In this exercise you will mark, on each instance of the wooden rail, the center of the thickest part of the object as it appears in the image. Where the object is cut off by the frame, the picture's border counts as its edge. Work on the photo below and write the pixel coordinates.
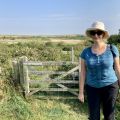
(22, 75)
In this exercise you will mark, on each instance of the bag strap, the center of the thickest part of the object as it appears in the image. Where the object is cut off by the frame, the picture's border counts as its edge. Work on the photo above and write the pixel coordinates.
(111, 48)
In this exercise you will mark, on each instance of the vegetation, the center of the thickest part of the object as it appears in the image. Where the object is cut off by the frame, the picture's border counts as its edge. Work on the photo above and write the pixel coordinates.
(13, 106)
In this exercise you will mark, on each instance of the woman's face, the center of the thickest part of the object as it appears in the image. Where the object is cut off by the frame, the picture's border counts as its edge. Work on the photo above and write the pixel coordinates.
(97, 35)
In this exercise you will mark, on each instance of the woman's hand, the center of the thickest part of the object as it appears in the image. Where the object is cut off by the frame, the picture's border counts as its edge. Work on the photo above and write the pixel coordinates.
(81, 97)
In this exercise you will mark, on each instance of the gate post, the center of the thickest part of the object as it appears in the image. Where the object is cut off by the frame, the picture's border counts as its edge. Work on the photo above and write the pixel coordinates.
(24, 79)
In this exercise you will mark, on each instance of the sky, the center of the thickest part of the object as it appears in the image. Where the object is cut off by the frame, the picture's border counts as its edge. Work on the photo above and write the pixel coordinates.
(57, 17)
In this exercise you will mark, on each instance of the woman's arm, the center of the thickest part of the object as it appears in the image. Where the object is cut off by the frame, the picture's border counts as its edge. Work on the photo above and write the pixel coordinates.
(82, 80)
(117, 68)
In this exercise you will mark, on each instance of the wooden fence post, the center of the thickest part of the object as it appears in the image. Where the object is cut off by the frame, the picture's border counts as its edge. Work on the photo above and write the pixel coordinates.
(16, 75)
(72, 54)
(24, 80)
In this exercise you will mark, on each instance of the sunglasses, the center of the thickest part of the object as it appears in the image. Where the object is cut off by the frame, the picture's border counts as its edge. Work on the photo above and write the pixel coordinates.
(96, 32)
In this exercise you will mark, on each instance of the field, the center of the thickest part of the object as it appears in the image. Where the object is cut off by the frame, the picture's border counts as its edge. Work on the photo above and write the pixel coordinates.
(13, 105)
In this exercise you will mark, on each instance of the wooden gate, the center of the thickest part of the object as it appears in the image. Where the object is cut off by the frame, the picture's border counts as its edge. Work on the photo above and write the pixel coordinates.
(25, 70)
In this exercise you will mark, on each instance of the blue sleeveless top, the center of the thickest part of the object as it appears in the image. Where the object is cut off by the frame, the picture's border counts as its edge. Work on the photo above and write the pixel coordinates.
(100, 71)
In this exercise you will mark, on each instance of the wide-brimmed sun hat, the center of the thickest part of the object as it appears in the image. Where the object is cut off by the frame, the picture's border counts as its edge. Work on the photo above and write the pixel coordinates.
(98, 26)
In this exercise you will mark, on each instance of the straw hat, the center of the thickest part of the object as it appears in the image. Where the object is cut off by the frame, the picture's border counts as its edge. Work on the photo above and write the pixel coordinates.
(98, 26)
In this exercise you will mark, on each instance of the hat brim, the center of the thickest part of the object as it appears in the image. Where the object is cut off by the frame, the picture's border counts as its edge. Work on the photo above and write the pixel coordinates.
(106, 34)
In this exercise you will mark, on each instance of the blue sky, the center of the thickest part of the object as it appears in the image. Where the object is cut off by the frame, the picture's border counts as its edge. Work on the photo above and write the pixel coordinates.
(55, 17)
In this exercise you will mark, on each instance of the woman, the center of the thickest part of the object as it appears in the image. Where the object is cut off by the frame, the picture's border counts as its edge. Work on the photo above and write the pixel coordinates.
(98, 73)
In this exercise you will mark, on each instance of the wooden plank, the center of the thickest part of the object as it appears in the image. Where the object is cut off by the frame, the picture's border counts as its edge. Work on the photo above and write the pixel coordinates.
(46, 72)
(56, 97)
(52, 89)
(48, 63)
(69, 72)
(68, 89)
(53, 81)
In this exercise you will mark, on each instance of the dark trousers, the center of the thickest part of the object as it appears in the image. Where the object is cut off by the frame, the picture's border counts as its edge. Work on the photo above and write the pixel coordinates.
(105, 96)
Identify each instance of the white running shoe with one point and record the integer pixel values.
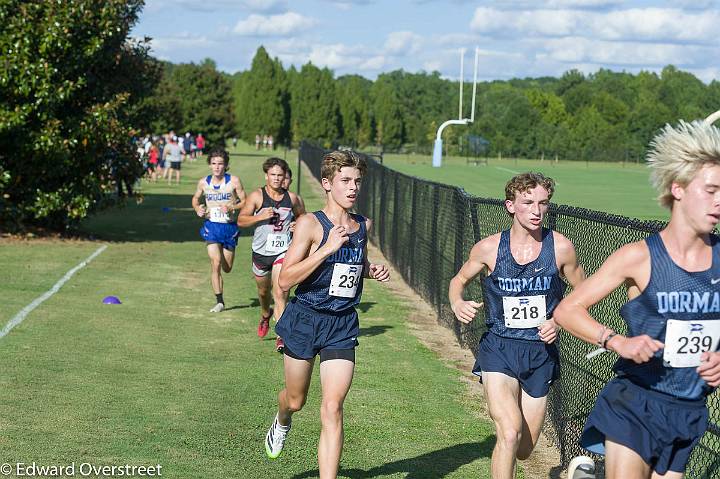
(275, 438)
(581, 467)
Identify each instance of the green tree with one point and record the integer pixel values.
(205, 101)
(354, 103)
(263, 102)
(683, 93)
(71, 87)
(388, 114)
(315, 112)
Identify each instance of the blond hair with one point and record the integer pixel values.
(527, 181)
(677, 154)
(336, 160)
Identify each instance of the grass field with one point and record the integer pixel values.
(159, 380)
(618, 188)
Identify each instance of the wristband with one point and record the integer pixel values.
(608, 338)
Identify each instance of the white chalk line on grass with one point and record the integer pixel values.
(18, 318)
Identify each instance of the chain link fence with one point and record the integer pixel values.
(426, 230)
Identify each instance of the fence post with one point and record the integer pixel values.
(434, 243)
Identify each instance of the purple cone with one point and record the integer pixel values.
(111, 300)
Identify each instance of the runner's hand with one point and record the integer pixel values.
(265, 213)
(548, 331)
(337, 237)
(465, 311)
(379, 272)
(709, 369)
(638, 348)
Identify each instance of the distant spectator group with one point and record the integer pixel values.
(266, 140)
(163, 155)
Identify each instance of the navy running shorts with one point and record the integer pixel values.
(661, 429)
(225, 234)
(262, 265)
(533, 363)
(307, 332)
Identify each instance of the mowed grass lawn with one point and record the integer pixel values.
(159, 380)
(621, 189)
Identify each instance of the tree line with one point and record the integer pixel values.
(606, 115)
(75, 89)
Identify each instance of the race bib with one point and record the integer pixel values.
(277, 243)
(685, 341)
(524, 311)
(345, 279)
(218, 216)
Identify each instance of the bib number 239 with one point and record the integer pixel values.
(524, 311)
(345, 280)
(685, 341)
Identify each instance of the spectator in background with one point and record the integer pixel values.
(173, 152)
(199, 144)
(187, 146)
(152, 162)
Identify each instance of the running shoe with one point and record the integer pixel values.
(275, 439)
(264, 325)
(581, 467)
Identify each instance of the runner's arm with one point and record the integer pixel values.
(376, 271)
(298, 205)
(465, 311)
(199, 208)
(567, 257)
(239, 192)
(299, 263)
(572, 314)
(246, 217)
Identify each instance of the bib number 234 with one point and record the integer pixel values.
(345, 280)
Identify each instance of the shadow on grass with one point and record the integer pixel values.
(254, 303)
(366, 306)
(373, 330)
(159, 217)
(434, 464)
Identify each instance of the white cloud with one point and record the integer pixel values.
(284, 24)
(204, 6)
(645, 24)
(657, 24)
(403, 43)
(579, 50)
(553, 4)
(169, 44)
(337, 56)
(535, 22)
(266, 6)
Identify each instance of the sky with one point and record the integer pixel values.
(515, 38)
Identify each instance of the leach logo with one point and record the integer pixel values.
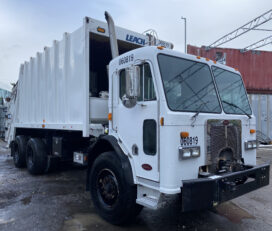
(135, 39)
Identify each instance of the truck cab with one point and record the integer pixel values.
(189, 121)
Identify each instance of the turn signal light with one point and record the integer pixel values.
(184, 134)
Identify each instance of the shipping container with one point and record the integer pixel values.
(255, 66)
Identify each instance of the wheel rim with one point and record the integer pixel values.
(107, 187)
(30, 157)
(16, 153)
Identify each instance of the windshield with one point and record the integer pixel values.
(232, 92)
(188, 85)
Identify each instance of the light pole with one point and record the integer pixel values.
(185, 46)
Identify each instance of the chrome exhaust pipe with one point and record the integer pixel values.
(112, 35)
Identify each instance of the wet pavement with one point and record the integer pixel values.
(58, 201)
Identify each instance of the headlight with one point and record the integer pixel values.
(250, 144)
(196, 152)
(189, 152)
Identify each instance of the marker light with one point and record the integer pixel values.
(162, 121)
(101, 30)
(184, 134)
(110, 116)
(251, 144)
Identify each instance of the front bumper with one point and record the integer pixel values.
(205, 193)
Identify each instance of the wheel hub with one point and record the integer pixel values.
(107, 187)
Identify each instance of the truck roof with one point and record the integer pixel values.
(155, 50)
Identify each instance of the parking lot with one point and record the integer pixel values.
(58, 201)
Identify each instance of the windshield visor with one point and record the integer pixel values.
(232, 92)
(188, 85)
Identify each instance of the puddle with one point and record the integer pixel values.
(233, 212)
(92, 221)
(3, 222)
(26, 200)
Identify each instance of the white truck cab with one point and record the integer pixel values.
(147, 122)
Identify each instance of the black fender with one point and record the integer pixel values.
(106, 143)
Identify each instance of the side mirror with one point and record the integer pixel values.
(132, 86)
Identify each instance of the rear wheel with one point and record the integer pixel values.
(18, 151)
(114, 198)
(36, 157)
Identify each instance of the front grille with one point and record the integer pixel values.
(222, 136)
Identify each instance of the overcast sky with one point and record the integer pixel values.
(27, 26)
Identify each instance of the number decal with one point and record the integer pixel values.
(192, 140)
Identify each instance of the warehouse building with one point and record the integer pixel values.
(256, 70)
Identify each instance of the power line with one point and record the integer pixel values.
(243, 29)
(261, 43)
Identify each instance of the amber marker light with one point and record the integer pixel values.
(162, 121)
(100, 29)
(110, 116)
(184, 134)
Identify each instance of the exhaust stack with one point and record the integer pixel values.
(112, 35)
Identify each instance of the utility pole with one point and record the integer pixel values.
(185, 44)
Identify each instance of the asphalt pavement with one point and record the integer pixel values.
(58, 202)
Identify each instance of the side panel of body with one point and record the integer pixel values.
(52, 86)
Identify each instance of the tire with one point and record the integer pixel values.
(114, 198)
(36, 157)
(18, 151)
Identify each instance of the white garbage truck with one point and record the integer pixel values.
(146, 120)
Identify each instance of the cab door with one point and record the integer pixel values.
(137, 127)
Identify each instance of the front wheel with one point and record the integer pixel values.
(18, 151)
(113, 197)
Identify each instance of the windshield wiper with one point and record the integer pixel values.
(236, 106)
(199, 109)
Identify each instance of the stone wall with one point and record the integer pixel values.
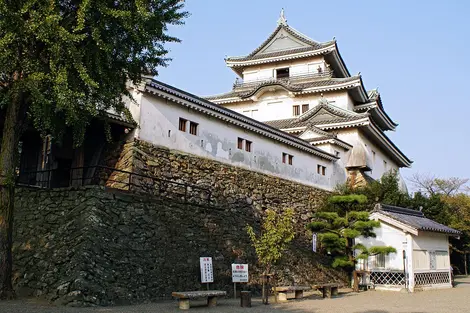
(103, 246)
(229, 186)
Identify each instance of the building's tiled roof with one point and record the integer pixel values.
(313, 45)
(244, 93)
(414, 219)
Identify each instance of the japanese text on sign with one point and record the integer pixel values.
(314, 242)
(207, 274)
(240, 273)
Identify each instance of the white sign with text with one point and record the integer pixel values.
(207, 274)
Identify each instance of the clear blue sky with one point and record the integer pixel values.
(416, 52)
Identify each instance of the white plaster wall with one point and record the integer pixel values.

○ ○ ○ ○ ○

THE EXERCISE: Copy the lines word for word, from the line with "Identify each instance of the building's" up to and including the last line.

TASK SOLUTION:
Identify each instance of the building's tiled roof with one point and record the integer pixel values.
(313, 45)
(244, 93)
(414, 219)
Identify each instance of the japanese text on sign with one point and record the integer pixel values.
(314, 242)
(207, 274)
(240, 273)
Identify each instance of the white sign with text with one point and record the integer pixel values.
(207, 274)
Identify each instance of the clear blue sky with one point and record the integer pixel values.
(416, 52)
Identify each instance of the white plaster wall with one point and record the integer pixel values.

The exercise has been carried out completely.